[DATASET EXTRACT]
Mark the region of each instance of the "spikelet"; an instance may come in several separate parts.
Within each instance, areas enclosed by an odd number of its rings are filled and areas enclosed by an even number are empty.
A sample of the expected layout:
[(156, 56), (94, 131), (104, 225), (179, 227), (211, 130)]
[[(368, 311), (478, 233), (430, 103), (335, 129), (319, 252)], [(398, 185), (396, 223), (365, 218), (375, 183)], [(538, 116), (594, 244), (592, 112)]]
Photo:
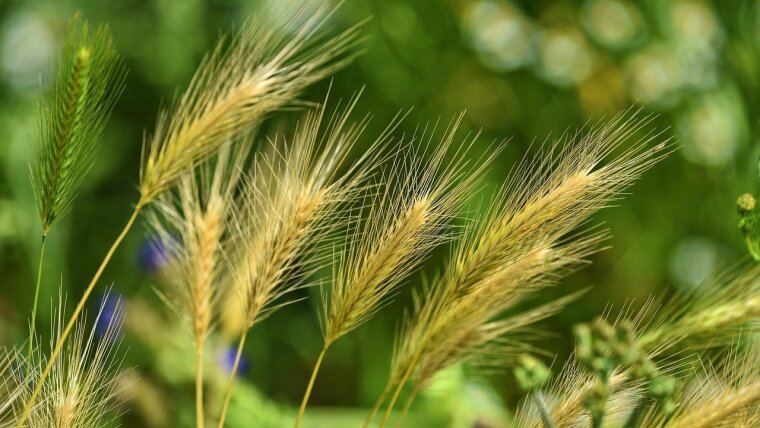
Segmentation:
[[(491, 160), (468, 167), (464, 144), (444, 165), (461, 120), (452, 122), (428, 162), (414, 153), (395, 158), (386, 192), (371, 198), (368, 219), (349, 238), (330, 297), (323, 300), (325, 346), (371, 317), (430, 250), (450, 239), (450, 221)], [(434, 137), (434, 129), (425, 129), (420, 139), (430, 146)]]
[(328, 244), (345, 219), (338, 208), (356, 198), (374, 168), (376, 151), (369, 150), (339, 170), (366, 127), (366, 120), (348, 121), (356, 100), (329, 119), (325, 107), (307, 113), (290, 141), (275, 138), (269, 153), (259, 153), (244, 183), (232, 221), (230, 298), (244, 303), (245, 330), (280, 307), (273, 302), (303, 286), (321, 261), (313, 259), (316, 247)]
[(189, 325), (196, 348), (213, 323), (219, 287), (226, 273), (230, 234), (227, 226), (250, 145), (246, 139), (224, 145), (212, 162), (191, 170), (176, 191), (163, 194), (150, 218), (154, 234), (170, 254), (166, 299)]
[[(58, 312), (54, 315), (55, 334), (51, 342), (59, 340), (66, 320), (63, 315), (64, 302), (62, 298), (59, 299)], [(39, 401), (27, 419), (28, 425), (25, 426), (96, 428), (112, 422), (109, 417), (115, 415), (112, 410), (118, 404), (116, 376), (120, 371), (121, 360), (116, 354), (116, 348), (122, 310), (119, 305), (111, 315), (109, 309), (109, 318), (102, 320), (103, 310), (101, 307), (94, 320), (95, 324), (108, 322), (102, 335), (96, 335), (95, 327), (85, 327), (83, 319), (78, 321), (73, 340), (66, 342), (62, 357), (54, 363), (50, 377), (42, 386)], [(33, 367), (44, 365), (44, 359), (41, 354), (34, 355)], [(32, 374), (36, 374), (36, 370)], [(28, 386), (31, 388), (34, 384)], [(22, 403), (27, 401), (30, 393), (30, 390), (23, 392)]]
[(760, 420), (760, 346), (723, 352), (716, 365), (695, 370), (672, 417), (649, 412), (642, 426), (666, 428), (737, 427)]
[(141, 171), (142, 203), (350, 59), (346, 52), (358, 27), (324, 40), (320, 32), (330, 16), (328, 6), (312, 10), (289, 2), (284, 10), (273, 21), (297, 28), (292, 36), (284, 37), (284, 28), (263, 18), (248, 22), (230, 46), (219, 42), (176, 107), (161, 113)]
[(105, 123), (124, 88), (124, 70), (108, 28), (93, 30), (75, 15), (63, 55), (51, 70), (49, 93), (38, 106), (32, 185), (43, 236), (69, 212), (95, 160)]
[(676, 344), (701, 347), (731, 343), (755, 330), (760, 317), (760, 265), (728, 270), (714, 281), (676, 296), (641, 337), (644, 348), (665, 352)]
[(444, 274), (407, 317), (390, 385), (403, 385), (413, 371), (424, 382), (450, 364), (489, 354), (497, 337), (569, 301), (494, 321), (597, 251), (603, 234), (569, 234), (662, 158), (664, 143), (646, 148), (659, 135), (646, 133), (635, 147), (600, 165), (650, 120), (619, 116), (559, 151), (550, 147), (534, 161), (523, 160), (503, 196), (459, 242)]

[INSTRUCTION]
Can you write out all the records above again, changing only "spikelet" to "wheat spike" and leaving the pictures out?

[TASK OUTPUT]
Mark the region of each instance of the "wheat spike"; an instance may come in several separate parts.
Within each instance, areas enclosed by an odd number of its rings are filled and areas enclosed by an even number are empty.
A sample of the expected layout:
[(156, 56), (94, 131), (104, 225), (179, 227), (211, 130)]
[[(368, 311), (478, 233), (430, 103), (335, 129), (319, 252)], [(398, 185), (396, 223), (365, 218), (375, 183)], [(538, 116), (594, 244), (592, 112)]]
Photo:
Segmentation:
[[(491, 160), (468, 167), (464, 144), (444, 165), (461, 120), (452, 122), (428, 162), (414, 153), (395, 158), (386, 192), (371, 198), (368, 219), (349, 238), (330, 297), (323, 300), (325, 346), (371, 317), (430, 250), (450, 239), (450, 221)], [(434, 137), (434, 129), (425, 129), (420, 139), (430, 146)]]
[(328, 244), (345, 219), (338, 208), (356, 198), (374, 168), (376, 151), (369, 150), (339, 170), (366, 127), (366, 120), (348, 121), (356, 100), (329, 119), (325, 107), (307, 113), (290, 141), (275, 138), (269, 153), (259, 153), (244, 183), (232, 221), (230, 298), (244, 303), (245, 330), (280, 307), (273, 302), (303, 286), (321, 261), (313, 259), (316, 247)]
[(189, 325), (196, 348), (213, 323), (219, 287), (226, 273), (230, 234), (227, 226), (250, 145), (246, 139), (224, 145), (212, 162), (191, 170), (176, 191), (163, 194), (150, 218), (154, 234), (170, 254), (166, 299)]
[[(58, 312), (54, 315), (55, 334), (51, 342), (59, 340), (66, 320), (63, 315), (64, 302), (62, 298), (59, 299)], [(39, 401), (27, 419), (28, 425), (25, 426), (96, 428), (112, 422), (109, 417), (115, 415), (112, 410), (118, 404), (116, 376), (120, 371), (121, 360), (116, 354), (116, 348), (122, 310), (119, 305), (111, 315), (109, 309), (109, 318), (102, 320), (103, 310), (101, 307), (94, 320), (95, 324), (108, 322), (102, 335), (96, 335), (95, 327), (85, 327), (83, 319), (78, 321), (73, 340), (66, 342), (62, 357), (54, 363), (50, 377), (42, 386)], [(33, 367), (44, 365), (44, 359), (41, 354), (34, 355)], [(32, 374), (36, 374), (36, 370)], [(28, 386), (31, 388), (34, 384)], [(22, 403), (27, 401), (30, 393), (30, 390), (23, 392)]]
[(760, 420), (760, 346), (723, 352), (716, 365), (695, 370), (672, 417), (649, 412), (642, 426), (666, 428), (737, 427)]
[(141, 171), (142, 203), (350, 59), (346, 52), (358, 27), (324, 40), (320, 32), (330, 16), (328, 6), (312, 10), (289, 2), (284, 10), (273, 21), (297, 28), (292, 36), (284, 37), (284, 28), (263, 18), (248, 22), (230, 46), (219, 42), (176, 107), (161, 113)]
[(105, 123), (124, 88), (124, 70), (108, 28), (93, 30), (75, 15), (63, 55), (51, 70), (49, 93), (38, 106), (32, 185), (43, 236), (69, 212), (95, 160)]
[(676, 344), (701, 347), (731, 343), (755, 330), (760, 317), (760, 265), (728, 270), (714, 281), (676, 296), (641, 337), (644, 348), (665, 352)]
[(444, 274), (407, 317), (390, 385), (403, 385), (413, 371), (424, 382), (450, 364), (489, 354), (497, 337), (569, 301), (494, 321), (597, 251), (603, 234), (569, 234), (662, 158), (664, 143), (646, 148), (659, 135), (646, 133), (635, 147), (600, 165), (650, 120), (619, 116), (559, 151), (550, 147), (534, 161), (523, 160), (503, 196), (459, 242)]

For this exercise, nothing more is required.